* **COMPITO A**: Nell'articolo sulla Cina e il debito europeo, riporta il passo da "Circa  un quarto" fino a "del tesoro italiani." compreso, sostituendo "Financial Times" con "The Economist".
* **COMPITO B**:
Rispondi alle seguenti domande sull'articolo sulla Cina e il debito europeo:
(i) Quale parte del debito estero detenuto da Pechino è denominata in euro?
(ii) In quali porti europei la Cina è già presente con diversi progetti?
(iii) Quale status la Cina vuole vedersi riconosciuto?
* **COMPITO C**: Prosegui l'articolo sulla Cina e il debito europeo a partire dalla sua ultima frase.

* **TESTO FORNITO**:

Circa  un quarto dei 3,2 trilioni di debito estero detenuto da Pechino è denominato in euro e secondo quanto riportato dal Financial Times qualche giorno fa, il governo italiano è in trattativa con la Cina per l'acquisto di una quota "significativa" del debito pubblico tricolore."I paesi europei devono far fronte ai problemi del debito. Abbiamo più volte detto che intendiamo aiutarli e che continueremo a investire in Europa", le parole del premier Wen Jiabao, intervenuto al World Economic Forum, non lasciano trapelare ancora alcuna indiscrezione riguardo la possibile acquisizione da parte di Pechino di buoni del tesoro italiani.

 

Ad aprire le casse di Pechino in favore dell'Eurozona, sostengono diversi analisti, scopi sia economici che politici. Sostenendo il debito europeo la Cina mira ad assicurare la stabilità economica  e di conseguenza un sostenuto interscambio commerciale con il gigante asiatico. Una euro più debole, al contrario, potrebbe rendere le importazioni dalla Cina meno convenienti per gli europei. Non solo. All'aumentare del sostegno della Cina, cresce anche il peso della Cina nell'Ue, già presente con diversi progetti nei porti greci (nel Pireo) e italiani (Napoli). Tuttavia l'obiettivo supremo del Dragone resta sempre uno: quello di veder riconosciuto al Paese lo status di economia di mercato. E per accorciare i tempi sembra che Pechino stia puntando sul sostegno alla crisi del debito europeo. La scorsa settimana, nel corso del World Economic Forum – il Davos cinese – a Dalian, il premier Wen Jiabao aveva 'suggerito' all'Europa di riconoscere alla Cina lo status di economia di mercato come ricompensa degli aiuti offerti da Pechino. "Se i paesi dell'Eurozona fossero in grado di dimostrare la loro sincerità con qualche anno di anticipo, sarebbe quello il modo in cui un amico tratta un altro amico" aveva dichiarato Wen.

 

Una dichiarazione che aveva attirato numerose critiche al di là dei confini nazionali tanto da costringere il portavoce del ministero del Commercio a tornare sull'argomento nel corso della conferenza stampa di routine che si è tenuta martedì mattina a Pechino.

* **DATI GREZZI**:
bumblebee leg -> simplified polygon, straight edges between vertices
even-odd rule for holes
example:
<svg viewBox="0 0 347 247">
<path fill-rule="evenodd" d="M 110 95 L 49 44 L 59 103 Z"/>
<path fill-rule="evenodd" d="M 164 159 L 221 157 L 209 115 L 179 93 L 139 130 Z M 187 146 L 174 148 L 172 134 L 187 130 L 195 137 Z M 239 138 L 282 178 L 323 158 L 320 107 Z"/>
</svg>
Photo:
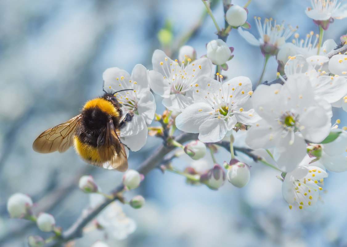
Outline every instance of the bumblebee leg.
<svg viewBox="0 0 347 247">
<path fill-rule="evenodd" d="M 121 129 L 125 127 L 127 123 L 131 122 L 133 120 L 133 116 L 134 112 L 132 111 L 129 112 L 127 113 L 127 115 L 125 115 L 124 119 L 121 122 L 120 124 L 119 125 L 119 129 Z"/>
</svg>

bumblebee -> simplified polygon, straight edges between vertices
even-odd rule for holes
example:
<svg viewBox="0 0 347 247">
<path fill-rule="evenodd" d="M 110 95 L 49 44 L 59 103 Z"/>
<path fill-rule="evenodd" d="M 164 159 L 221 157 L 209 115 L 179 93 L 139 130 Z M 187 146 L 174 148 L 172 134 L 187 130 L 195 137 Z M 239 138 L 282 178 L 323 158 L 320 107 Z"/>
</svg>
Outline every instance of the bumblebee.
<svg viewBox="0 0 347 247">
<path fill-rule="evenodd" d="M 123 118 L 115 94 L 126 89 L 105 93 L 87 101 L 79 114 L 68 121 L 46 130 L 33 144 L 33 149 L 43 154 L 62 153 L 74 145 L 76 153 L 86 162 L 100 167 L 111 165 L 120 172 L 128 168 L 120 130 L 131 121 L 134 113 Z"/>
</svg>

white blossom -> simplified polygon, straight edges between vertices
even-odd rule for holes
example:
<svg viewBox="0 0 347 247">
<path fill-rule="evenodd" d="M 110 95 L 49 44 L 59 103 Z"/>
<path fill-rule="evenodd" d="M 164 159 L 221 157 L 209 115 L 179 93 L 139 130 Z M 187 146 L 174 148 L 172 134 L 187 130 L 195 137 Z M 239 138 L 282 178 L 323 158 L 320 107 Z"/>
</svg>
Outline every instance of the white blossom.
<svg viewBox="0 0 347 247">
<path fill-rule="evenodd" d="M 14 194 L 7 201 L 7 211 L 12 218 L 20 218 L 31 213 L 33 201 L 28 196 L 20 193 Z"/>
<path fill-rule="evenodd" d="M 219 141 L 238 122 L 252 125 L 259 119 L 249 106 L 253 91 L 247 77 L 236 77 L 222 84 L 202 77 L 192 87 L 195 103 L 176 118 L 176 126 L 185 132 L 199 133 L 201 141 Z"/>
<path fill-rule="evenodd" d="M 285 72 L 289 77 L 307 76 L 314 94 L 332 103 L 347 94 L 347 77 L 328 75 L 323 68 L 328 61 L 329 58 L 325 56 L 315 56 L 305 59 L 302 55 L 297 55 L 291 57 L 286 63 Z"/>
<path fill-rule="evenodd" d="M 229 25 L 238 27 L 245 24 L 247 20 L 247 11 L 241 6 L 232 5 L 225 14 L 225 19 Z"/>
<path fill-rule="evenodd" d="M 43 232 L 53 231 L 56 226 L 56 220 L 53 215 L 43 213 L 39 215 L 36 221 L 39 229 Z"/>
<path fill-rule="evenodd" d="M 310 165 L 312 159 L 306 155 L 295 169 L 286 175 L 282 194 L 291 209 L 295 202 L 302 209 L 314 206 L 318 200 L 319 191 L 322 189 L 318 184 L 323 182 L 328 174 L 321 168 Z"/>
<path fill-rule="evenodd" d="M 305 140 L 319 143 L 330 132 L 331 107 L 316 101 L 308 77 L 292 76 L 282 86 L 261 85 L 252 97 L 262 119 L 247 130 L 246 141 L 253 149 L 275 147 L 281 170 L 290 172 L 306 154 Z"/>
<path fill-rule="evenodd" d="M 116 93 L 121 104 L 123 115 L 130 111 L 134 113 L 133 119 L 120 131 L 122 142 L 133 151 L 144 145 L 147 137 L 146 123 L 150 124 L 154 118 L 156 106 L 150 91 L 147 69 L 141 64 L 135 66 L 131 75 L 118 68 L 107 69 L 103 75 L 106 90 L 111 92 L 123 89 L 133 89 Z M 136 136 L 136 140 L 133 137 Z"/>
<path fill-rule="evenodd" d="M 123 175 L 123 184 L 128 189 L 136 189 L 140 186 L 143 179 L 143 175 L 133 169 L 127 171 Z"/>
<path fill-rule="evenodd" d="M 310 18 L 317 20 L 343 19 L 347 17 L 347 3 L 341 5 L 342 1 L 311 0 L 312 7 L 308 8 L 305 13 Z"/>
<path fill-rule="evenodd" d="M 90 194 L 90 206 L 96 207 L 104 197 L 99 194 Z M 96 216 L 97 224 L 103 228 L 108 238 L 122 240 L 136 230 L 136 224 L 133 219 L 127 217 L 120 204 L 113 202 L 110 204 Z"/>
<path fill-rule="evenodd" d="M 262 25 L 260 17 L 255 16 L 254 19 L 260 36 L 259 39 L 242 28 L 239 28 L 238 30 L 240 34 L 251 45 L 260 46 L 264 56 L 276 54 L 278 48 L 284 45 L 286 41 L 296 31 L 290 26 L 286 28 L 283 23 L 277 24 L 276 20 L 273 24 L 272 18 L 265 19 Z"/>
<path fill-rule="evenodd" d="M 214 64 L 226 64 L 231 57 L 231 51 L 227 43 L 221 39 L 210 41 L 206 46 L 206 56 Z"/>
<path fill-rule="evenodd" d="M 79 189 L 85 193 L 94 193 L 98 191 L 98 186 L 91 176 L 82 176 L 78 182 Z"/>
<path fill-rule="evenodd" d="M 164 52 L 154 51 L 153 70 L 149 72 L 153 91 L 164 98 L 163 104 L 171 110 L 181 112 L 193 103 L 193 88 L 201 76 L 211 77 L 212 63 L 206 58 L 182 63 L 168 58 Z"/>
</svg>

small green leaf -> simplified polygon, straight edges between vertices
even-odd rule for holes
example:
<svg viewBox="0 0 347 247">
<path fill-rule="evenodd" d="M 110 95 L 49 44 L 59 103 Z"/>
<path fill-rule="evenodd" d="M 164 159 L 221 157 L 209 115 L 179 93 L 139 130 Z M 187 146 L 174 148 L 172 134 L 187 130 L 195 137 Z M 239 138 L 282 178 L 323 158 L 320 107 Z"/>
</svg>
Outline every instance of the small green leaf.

...

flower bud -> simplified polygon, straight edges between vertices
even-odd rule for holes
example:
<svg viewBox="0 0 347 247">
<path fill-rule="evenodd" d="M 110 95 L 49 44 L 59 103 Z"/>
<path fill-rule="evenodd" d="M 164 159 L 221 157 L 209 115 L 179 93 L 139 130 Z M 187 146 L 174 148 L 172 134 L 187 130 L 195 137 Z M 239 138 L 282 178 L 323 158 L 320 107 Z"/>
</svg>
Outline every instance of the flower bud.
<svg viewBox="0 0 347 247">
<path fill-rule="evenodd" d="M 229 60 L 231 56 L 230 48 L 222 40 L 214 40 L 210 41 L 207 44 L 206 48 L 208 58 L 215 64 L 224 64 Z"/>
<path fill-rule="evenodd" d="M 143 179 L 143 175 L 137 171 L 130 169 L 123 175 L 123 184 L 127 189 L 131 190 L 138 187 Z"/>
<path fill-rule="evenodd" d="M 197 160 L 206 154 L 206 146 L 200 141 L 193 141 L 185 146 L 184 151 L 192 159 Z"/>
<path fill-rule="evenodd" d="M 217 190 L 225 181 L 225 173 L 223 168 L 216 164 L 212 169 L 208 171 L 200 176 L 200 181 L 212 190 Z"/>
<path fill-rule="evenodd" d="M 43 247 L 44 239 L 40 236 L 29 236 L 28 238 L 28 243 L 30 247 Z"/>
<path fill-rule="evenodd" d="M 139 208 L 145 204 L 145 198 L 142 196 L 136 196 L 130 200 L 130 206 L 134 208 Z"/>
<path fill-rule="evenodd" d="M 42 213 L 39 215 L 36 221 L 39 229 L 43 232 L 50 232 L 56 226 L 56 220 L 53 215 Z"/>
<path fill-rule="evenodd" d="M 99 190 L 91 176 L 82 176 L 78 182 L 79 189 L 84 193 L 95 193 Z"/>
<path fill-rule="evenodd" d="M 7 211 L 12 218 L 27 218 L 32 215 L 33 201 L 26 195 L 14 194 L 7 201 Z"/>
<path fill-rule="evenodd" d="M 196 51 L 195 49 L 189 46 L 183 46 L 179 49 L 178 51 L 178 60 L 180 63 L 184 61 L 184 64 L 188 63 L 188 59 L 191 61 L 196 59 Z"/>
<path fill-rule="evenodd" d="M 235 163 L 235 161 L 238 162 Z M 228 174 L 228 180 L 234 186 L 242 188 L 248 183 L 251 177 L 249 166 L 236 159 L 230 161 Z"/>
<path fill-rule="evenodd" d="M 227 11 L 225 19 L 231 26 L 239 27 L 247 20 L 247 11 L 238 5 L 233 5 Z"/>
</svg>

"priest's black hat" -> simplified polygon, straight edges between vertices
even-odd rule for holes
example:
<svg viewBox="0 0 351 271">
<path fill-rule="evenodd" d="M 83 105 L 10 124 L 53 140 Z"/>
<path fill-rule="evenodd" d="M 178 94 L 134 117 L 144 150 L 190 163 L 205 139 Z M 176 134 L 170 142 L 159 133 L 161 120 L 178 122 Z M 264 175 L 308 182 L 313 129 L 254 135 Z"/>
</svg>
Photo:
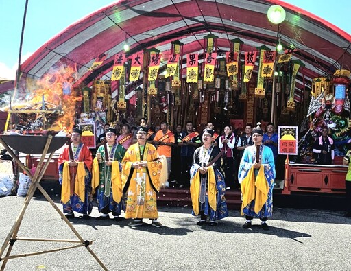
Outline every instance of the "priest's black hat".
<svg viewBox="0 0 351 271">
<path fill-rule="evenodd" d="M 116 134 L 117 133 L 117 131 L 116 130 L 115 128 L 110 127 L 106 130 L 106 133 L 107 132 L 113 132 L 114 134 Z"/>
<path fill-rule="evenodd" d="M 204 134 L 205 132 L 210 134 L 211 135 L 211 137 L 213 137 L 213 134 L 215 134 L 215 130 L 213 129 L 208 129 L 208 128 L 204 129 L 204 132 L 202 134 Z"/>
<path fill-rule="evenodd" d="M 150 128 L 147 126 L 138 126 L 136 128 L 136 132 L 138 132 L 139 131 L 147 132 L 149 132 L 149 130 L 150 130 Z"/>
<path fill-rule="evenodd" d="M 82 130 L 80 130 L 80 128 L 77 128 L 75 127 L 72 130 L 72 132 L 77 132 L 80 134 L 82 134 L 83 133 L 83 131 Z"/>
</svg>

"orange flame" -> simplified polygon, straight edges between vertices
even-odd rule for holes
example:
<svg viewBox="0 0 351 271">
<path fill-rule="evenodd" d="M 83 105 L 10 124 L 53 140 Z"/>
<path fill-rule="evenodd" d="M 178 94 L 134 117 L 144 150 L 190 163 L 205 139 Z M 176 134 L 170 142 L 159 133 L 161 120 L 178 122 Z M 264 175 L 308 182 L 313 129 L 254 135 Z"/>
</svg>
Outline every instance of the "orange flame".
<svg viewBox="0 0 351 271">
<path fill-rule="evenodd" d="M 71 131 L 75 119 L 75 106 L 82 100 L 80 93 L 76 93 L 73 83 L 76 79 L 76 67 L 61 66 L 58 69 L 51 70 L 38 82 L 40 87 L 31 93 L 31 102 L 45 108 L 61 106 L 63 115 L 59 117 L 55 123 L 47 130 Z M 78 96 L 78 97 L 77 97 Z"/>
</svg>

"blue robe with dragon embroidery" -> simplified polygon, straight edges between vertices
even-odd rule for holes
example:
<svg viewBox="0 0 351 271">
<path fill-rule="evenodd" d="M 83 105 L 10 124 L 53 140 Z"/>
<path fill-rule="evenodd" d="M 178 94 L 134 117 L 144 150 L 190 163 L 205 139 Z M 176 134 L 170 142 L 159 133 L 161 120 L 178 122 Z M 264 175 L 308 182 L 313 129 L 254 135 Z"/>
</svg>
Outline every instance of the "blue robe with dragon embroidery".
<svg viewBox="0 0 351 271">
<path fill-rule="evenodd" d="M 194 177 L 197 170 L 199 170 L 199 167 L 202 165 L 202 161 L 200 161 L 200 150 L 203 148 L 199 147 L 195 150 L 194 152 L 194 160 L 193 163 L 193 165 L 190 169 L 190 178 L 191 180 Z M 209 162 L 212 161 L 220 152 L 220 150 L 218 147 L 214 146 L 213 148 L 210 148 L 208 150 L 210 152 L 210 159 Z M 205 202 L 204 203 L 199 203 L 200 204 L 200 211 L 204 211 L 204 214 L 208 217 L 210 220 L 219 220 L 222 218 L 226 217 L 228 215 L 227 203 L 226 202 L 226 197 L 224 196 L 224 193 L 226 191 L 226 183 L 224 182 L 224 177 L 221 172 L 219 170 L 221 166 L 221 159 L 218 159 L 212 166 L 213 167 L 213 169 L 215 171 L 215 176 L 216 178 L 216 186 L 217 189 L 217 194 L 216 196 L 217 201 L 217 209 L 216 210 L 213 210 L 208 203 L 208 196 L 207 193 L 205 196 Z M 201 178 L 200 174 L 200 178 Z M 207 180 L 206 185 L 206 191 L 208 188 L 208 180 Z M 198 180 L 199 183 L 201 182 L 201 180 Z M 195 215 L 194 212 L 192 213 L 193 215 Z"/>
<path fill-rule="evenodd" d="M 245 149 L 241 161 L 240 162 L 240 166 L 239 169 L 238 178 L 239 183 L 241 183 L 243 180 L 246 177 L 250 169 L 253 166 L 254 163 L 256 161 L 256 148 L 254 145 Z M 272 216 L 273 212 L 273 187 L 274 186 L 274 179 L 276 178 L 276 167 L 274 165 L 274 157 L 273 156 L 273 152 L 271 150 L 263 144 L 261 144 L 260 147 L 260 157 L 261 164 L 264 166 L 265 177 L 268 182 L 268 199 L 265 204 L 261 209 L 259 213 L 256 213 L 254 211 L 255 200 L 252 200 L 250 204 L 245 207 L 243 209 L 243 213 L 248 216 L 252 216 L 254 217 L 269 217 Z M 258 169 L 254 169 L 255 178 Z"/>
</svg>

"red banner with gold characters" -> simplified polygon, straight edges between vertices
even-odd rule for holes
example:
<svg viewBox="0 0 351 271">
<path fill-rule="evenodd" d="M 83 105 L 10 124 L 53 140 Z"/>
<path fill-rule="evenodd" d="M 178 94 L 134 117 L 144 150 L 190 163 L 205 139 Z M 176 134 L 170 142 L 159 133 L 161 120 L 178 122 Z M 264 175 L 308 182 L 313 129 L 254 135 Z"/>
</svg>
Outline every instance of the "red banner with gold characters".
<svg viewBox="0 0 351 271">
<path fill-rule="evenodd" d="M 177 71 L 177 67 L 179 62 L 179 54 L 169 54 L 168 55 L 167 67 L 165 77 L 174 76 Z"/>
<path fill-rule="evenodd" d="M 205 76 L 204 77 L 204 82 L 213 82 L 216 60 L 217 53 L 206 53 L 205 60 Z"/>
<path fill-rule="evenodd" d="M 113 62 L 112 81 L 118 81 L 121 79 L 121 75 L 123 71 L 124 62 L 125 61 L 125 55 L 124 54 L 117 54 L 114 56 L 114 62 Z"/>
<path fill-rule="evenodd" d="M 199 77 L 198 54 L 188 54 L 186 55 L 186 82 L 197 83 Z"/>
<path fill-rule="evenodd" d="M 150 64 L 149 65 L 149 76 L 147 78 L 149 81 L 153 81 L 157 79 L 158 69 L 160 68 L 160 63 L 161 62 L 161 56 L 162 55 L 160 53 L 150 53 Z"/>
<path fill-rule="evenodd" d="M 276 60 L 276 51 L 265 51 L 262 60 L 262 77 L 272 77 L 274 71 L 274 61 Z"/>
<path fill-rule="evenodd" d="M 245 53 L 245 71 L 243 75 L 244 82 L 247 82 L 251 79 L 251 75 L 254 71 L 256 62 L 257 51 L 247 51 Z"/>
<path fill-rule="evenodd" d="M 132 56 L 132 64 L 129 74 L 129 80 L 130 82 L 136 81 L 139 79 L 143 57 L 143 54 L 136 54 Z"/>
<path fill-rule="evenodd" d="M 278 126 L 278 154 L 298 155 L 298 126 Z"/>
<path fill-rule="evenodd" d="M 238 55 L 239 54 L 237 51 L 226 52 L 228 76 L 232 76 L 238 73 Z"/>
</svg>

--

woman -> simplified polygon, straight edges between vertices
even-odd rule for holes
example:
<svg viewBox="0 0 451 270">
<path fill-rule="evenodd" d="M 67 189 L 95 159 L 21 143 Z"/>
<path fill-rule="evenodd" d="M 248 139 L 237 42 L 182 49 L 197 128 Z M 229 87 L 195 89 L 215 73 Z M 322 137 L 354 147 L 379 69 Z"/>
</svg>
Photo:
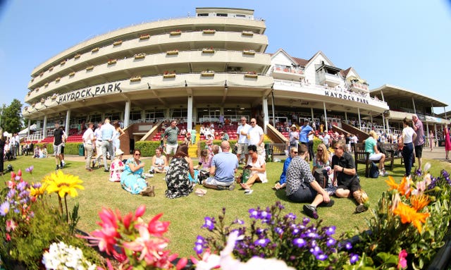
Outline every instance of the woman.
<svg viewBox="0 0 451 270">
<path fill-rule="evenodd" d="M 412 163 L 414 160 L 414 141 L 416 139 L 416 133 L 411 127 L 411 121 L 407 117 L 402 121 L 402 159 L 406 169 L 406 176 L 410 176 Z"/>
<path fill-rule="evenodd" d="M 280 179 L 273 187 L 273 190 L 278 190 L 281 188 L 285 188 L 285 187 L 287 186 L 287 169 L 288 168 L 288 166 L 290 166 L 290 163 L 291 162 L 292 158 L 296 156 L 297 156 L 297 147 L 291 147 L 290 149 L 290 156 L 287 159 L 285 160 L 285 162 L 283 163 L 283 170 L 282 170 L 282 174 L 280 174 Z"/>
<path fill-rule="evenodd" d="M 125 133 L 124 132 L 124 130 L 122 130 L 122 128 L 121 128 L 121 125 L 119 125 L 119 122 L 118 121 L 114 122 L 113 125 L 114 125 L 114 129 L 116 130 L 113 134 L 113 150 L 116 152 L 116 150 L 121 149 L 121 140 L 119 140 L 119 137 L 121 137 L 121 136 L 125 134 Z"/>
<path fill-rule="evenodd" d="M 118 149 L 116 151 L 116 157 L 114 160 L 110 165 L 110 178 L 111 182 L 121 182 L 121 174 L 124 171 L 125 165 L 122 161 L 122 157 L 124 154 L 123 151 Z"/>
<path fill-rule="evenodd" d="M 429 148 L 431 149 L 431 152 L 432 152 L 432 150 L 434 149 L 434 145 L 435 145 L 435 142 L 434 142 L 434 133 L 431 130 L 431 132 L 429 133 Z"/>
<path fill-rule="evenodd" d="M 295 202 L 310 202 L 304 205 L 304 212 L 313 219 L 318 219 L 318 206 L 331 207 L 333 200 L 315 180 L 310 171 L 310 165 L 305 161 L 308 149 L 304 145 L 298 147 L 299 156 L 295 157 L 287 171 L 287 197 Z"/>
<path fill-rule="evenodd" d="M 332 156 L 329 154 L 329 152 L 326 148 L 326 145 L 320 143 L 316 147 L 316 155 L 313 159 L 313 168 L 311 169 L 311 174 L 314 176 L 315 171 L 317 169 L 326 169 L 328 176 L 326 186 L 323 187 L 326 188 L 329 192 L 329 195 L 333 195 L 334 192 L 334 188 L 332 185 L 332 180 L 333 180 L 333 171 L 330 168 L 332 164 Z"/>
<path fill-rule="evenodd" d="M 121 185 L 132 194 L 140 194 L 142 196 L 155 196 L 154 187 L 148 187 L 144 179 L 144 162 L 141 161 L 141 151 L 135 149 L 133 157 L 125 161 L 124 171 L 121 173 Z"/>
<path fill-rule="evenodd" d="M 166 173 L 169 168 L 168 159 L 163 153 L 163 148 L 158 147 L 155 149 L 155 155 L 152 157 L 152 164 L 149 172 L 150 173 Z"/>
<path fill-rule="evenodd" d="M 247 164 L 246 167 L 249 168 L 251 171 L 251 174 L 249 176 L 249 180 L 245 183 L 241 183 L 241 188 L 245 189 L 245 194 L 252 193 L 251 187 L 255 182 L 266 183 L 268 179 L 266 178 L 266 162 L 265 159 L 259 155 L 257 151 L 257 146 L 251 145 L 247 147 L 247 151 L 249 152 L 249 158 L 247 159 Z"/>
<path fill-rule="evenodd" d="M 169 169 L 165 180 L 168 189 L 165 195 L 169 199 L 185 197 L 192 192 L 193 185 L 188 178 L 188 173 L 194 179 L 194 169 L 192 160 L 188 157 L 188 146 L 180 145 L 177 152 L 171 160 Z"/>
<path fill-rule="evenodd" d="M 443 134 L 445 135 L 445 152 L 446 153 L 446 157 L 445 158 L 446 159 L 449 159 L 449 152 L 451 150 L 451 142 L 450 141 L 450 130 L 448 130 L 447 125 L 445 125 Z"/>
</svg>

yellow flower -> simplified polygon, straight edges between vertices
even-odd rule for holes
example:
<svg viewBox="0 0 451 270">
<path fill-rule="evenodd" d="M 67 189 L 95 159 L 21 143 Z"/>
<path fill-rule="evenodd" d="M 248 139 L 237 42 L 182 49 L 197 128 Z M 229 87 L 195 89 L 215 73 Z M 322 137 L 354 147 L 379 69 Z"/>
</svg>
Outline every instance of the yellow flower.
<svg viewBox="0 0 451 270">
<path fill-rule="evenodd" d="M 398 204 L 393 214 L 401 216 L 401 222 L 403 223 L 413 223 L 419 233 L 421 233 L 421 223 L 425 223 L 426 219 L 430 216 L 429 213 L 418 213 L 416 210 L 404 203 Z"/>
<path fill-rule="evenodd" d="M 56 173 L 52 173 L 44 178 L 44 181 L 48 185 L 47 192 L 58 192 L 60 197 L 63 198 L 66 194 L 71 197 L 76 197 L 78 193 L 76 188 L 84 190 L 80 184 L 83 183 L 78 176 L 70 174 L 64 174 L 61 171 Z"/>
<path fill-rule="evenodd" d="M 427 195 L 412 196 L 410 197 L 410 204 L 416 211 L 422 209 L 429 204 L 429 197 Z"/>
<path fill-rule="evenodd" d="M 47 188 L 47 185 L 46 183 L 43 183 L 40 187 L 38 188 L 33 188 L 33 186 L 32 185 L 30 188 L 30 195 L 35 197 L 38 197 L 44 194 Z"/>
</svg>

* **RISPOSTA CORRETTA A**:
Circa  un quarto dei 3,2 trilioni di debito estero detenuto da Pechino è denominato in euro e secondo quanto riportato dal The Economist qualche giorno fa, il governo italiano è in trattativa con la Cina per l'acquisto di una quota "significativa" del debito pubblico tricolore."I paesi europei devono far fronte ai problemi del debito. Abbiamo più volte detto che intendiamo aiutarli e che continueremo a investire in Europa", le parole del premier Wen Jiabao, intervenuto al World Economic Forum, non lasciano trapelare ancora alcuna indiscrezione riguardo la possibile acquisizione da parte di Pechino di buoni del tesoro italiani.

* **RISPOSTA CORRETTA B**:
(i) Circa un quarto dei 3,2 trilioni.
(ii) Nei porti greci (il Pireo) e in quelli italiani (Napoli).
(iii) Lo status di economia di mercato.

* **RISPOSTA CORRETTA C**:
Nessun aut aut: il riconoscimento della Cina come economia di mercato non rappresenta una precondizione per il finanziamento del debito europeo da parte di Pechino,  ha sottolineato Shen Danyang. "Si tratta di due temi separati. La Cina non fissa delle condizioni quando offre una mano ad altri Paesi. Chiediamo solo rispetto per il nostro aiuto sincero" ha dichiarato Shen. "Dopo 30 anni di riforme e di aperture, il Paese si è ormai trasformato in un'economia di mercato – ha continuato il portavoce -. Tuttavia L'Europa non riconosce ancora lo status. Ne siamo molto delusi". In base alle regole stabilite dall'Organizzazione mondiale del commercio (Wto) - cui Pechino ha preso parte nel 2001 - lo status di economia di mercato verrà riconosciuto alla Cina nel 2016. Il 'titolo' renderebbe più difficile per i Paesi europei applicare sanzioni commerciali ai beni provenienti dall'Impero di Mezzo. Oltre a rimuovere una serie di barriere alle esportazioni e investimenti cinesi in Europa, il riconoscimento darebbe una mano al Dragone nella risoluzione delle controversie in seno al Wto. Un traguardo che, considerata l'entità dei benefit, la Cina spera di raggiungere prima dei termini fissati dall'OMC.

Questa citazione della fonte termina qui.